— begin RECORDS FOR THIS EXERCISE —

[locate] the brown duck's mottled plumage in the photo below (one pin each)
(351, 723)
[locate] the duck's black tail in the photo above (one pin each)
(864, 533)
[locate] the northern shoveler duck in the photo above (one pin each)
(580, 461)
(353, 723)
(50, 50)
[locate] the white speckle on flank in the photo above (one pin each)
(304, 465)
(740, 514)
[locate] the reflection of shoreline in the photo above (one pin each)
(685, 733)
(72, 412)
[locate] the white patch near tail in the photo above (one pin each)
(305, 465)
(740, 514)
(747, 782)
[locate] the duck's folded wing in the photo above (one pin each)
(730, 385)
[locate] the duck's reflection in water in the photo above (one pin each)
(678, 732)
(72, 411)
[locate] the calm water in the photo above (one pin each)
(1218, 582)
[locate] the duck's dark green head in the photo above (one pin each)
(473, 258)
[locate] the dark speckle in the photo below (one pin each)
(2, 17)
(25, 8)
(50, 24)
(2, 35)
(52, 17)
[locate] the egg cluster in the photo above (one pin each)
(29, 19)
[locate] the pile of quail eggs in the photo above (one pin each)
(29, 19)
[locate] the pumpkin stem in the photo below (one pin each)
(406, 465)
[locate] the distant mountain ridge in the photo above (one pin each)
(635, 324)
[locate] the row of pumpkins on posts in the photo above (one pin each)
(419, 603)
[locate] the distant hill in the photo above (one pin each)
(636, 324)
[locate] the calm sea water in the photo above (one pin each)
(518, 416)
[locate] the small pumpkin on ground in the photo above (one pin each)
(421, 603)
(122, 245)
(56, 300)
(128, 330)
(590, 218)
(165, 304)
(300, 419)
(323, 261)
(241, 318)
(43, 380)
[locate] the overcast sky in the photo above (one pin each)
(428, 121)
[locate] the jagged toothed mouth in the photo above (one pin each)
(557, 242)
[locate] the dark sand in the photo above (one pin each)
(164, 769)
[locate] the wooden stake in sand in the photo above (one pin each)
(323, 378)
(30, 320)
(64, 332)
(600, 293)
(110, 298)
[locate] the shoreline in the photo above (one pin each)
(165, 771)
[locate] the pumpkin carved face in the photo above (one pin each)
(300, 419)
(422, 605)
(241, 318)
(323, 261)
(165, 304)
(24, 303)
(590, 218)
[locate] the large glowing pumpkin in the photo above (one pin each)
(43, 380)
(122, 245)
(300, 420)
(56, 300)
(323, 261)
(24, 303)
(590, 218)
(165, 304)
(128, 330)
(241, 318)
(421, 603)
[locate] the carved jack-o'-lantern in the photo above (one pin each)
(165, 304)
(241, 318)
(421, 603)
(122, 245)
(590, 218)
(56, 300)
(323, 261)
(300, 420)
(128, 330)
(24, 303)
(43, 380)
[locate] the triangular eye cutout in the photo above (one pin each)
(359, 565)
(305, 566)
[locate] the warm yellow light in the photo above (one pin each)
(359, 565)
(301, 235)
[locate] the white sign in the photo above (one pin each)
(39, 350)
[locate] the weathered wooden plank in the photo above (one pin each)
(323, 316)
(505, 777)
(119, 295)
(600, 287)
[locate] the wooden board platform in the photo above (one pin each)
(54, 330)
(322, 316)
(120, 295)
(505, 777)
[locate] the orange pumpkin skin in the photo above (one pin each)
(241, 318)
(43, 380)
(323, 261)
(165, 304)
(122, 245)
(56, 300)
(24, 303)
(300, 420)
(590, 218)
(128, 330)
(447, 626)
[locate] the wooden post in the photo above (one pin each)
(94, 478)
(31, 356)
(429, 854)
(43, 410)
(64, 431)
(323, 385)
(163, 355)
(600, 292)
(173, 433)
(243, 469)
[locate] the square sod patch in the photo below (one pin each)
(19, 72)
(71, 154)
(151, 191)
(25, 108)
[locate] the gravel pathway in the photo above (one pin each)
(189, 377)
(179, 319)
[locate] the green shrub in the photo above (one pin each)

— end RECORDS FOR THIS EXERCISE —

▶ [TASK TO COMPLETE]:
Switch "one pin each" to "one dot each" throughout the lines above, and leave everything else unchanged.

▶ [ANSWER TO THIS PROBLEM]:
[locate] the brown duck's mottled plumage in the photo below (one dot each)
(351, 723)
[locate] the duck's black tail in the photo above (one dot each)
(864, 533)
[locate] the northern shoveler duck in the photo above (one dot each)
(580, 461)
(353, 723)
(50, 50)
[locate] the white speckle on flank in the photo above (one dot each)
(304, 465)
(740, 514)
[locate] the reflection of shoreline in the photo above (one dot each)
(685, 733)
(72, 412)
[locate] the white patch near tail in the photo above (one dot each)
(305, 465)
(740, 514)
(747, 782)
[locate] the duck's folded wing in the photo above (one dot each)
(730, 385)
[locate] the duck's reflection in water in the photo above (one dot each)
(678, 732)
(72, 411)
[locate] the calm water in the photo above (one dot each)
(1218, 582)
[locate] the duck's dark green head in the photo above (one dot each)
(473, 258)
[locate] the dark speckle in the photo below (one dot each)
(2, 17)
(25, 8)
(50, 24)
(2, 35)
(52, 17)
[locate] the egg cluster in the photo above (one dot each)
(29, 19)
[locate] the pile of quail eggs in the photo above (one dot each)
(29, 19)
[locate] the pumpkin stem in the photo below (one dot each)
(406, 465)
[locate] the distant mountain ridge in the photo above (one dot each)
(635, 324)
[locate] the row of pumpkins on posts in the photo above (one dot each)
(419, 603)
[locate] the distant hill in the photo above (one dot each)
(636, 324)
[locate] the calm sea water in the photo above (one dot each)
(518, 416)
[locate] the small pumpkin on ground in the photo above (one dot each)
(421, 603)
(122, 245)
(56, 300)
(128, 330)
(590, 218)
(165, 304)
(300, 419)
(323, 261)
(241, 318)
(43, 380)
[locate] the overcast sky in the photo above (one dot each)
(428, 121)
[locate] the jagged toothed mouth in the photo above (one dot each)
(557, 242)
[locate] the dark sand in the photo above (one dot each)
(164, 769)
[locate] the wooden stake in sand in the photo above (one dot each)
(323, 378)
(30, 320)
(64, 332)
(600, 293)
(110, 298)
[locate] the shoreline in the photo above (one dot each)
(165, 771)
[locate] the pumpkin carved face in the photo above (one dot each)
(300, 419)
(422, 605)
(241, 318)
(323, 261)
(165, 304)
(24, 303)
(590, 218)
[locate] the large glowing pumpkin in the photo above (one dot each)
(43, 380)
(122, 245)
(300, 420)
(56, 300)
(323, 261)
(24, 303)
(590, 218)
(165, 304)
(128, 330)
(241, 318)
(421, 603)
[locate] the carved jack-o'-lantern in the photo above (one dot each)
(165, 304)
(241, 318)
(421, 603)
(122, 245)
(590, 218)
(56, 300)
(323, 261)
(300, 420)
(128, 330)
(24, 303)
(43, 380)
[locate] the triangular eye cutout in the photo above (one dot each)
(359, 565)
(305, 566)
[locate] the warm yellow light in the photo above (one dot each)
(359, 565)
(301, 235)
[locate] the white sign in the photo above (one dot each)
(39, 350)
[locate] the weathered wooden plank in the photo above (one dot each)
(323, 316)
(505, 777)
(119, 295)
(600, 287)
[locate] the wooden board platform in the photo above (one dot each)
(54, 330)
(322, 316)
(120, 295)
(505, 777)
[locate] the orange pumpkin skin in the photo above (one dot each)
(241, 318)
(43, 380)
(323, 261)
(165, 304)
(122, 245)
(56, 300)
(24, 303)
(300, 420)
(590, 218)
(128, 330)
(447, 626)
[locate] the wooden post in the photo above (one dot each)
(94, 478)
(31, 356)
(429, 854)
(43, 410)
(64, 431)
(323, 385)
(163, 355)
(600, 292)
(173, 433)
(243, 469)
[locate] the square sod patch in the photo below (one dot each)
(19, 72)
(71, 154)
(151, 191)
(25, 108)
[locate] the gravel pathway in the photo above (one dot each)
(189, 377)
(179, 319)
[locate] the green shrub in the photo above (one dot each)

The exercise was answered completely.